** Exercise **
Reproduce the records below without any change, starting at their first line and ending with the line that contains "rough mask: <svg", including that line.

** Record set **
+ + +

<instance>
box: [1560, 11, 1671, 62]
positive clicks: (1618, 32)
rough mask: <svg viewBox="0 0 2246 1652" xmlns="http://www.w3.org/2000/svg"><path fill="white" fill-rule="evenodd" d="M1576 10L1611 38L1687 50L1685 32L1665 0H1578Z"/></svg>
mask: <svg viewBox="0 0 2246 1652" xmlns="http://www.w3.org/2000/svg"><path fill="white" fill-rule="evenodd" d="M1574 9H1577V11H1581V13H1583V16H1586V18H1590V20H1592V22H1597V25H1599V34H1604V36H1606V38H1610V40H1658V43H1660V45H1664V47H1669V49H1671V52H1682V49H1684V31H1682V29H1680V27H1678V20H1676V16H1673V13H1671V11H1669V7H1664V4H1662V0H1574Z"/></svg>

+ + +

** Your solution **
<instance>
box: [1560, 11, 1671, 62]
positive clicks: (1618, 32)
rough mask: <svg viewBox="0 0 2246 1652" xmlns="http://www.w3.org/2000/svg"><path fill="white" fill-rule="evenodd" d="M1576 10L1611 38L1687 50L1685 32L1665 0H1578Z"/></svg>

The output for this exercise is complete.